**Source passage**
****

- Tumor angiogenesis is caused by single melanoma cells in a manner dependent on reactive oxygen species and NF-κB.
Tumor angiogenesis is caused by single melanoma cells in a manner dependent on reactive oxygen species and NF-κB.
Melanomas have a high angiogenic potential, but respond poorly to medical treatment and metastasize very early. To understand the early events in tumor angiogenesis, animal models with high tumor resolution and blood vessel resolution are required, which provide the opportunity to test the ability of small molecule inhibitors to modulate the angiogenic tumor program. We have established a transgenic melanoma angiogenesis model in the small laboratory fish species Japanese medaka. Here, pigment cells are transformed by an oncogenic receptor tyrosine kinase in fish expressing GFP throughout their vasculature. We show that angiogenesis occurs in a reactive oxygen species (ROS)- and NF-κB-dependent, but hypoxia-independent manner. Intriguingly, we observed that blood vessel sprouting is induced even by single transformed pigment cells. The oncogenic receptor as well as human melanoma cells harboring other oncogenes caused the production of pro-angiogenic factors, most prominently angiogenin, through NF-κB signaling. Inhibiting NF-κB prevented tumor angiogenesis and led to the regression of existing tumor blood vessels. In conclusion, our high-resolution medaka melanoma model discloses that ROS and NF-κB signaling from single tumor cells causes hypoxia-independent angiogenesis, thus, demonstrating that the intrinsic malignant tumor cell features are sufficient to initiate and maintain a pro-angiogenic signaling threshold.

****

**Study material**
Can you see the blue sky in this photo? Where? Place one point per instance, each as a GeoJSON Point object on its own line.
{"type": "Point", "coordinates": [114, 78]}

****

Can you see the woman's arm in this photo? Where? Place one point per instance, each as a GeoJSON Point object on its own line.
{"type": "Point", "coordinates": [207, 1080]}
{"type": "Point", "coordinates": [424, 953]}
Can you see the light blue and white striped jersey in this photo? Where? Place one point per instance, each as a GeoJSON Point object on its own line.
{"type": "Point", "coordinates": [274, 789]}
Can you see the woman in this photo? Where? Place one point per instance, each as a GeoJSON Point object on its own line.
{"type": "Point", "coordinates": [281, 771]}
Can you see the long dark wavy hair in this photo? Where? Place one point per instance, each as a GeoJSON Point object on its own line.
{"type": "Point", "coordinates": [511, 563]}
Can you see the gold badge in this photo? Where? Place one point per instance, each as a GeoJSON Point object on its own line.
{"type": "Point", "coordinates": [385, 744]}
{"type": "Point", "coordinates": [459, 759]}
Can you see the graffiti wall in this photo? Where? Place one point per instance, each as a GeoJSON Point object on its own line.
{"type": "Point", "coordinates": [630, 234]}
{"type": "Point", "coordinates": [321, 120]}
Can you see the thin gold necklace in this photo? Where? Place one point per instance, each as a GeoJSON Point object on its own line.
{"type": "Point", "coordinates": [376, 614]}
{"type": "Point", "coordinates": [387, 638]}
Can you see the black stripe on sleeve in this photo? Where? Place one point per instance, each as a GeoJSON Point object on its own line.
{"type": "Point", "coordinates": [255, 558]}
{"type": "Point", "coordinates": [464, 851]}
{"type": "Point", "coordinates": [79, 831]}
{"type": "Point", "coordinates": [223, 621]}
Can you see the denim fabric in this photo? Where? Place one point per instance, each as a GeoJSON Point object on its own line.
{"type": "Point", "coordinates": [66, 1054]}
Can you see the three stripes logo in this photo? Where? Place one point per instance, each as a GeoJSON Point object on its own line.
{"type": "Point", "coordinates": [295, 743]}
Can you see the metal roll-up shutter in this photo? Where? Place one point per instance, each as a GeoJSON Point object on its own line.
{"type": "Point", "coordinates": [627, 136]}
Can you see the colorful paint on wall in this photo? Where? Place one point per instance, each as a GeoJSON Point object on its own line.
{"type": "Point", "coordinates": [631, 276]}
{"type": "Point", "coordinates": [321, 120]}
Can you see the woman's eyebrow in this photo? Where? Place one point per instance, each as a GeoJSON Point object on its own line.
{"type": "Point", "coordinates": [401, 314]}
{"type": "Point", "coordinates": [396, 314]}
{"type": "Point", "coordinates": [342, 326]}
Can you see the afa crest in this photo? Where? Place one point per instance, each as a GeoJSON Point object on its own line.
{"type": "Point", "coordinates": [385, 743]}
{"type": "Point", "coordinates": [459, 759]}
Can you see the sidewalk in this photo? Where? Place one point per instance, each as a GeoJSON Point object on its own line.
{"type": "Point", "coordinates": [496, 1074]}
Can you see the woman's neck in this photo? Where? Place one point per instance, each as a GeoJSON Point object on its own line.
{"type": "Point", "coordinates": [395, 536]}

****

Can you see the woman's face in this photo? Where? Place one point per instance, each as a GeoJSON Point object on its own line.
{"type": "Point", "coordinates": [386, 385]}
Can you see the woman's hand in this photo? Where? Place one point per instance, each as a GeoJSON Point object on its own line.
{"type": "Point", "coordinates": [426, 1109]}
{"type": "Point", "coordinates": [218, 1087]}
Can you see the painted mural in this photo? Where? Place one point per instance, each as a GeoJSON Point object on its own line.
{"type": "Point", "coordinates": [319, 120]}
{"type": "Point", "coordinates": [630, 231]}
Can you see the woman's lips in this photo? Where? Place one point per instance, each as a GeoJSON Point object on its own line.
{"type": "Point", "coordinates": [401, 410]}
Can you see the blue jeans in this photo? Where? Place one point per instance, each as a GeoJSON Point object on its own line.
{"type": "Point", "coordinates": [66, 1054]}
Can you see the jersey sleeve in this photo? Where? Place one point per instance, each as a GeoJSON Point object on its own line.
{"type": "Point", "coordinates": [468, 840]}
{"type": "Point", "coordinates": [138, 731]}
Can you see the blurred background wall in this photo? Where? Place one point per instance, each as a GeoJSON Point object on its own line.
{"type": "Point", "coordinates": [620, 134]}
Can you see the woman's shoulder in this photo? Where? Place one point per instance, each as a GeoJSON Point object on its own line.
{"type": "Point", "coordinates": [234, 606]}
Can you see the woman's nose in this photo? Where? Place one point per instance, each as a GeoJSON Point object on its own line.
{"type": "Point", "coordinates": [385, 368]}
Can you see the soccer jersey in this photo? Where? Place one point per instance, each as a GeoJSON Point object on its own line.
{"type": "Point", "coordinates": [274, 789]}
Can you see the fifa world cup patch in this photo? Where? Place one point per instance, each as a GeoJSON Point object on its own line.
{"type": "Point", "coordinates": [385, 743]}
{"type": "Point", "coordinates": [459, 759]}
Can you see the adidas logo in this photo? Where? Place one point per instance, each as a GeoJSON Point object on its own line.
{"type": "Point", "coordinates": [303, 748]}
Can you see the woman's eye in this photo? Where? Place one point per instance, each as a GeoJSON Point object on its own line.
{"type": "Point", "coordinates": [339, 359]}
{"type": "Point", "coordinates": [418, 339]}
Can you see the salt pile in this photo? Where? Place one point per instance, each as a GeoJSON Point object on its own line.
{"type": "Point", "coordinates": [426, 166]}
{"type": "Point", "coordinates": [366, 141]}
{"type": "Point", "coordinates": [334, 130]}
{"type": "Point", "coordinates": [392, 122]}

****

Say whether each statement agrees with the melanoma angiogenesis abstract, answering yes or no and quoting the deciding words: (a) In the medaka model, angiogenesis depends on hypoxia. (b) A single transformed pigment cell can induce blood vessel sprouting. (c) Inhibiting NF-κB caused existing tumor blood vessels to regress. The records play no part in this work.

**Answer section**
(a) No: "angiogenesis occurs in a reactive oxygen species (ROS)- and NF-κB-dependent, but hypoxia-independent manner."
(b) Yes: "blood vessel sprouting is induced even by single transformed pigment cells."
(c) Yes: "Inhibiting NF-κB prevented tumor angiogenesis and led to the regression of existing tumor blood vessels."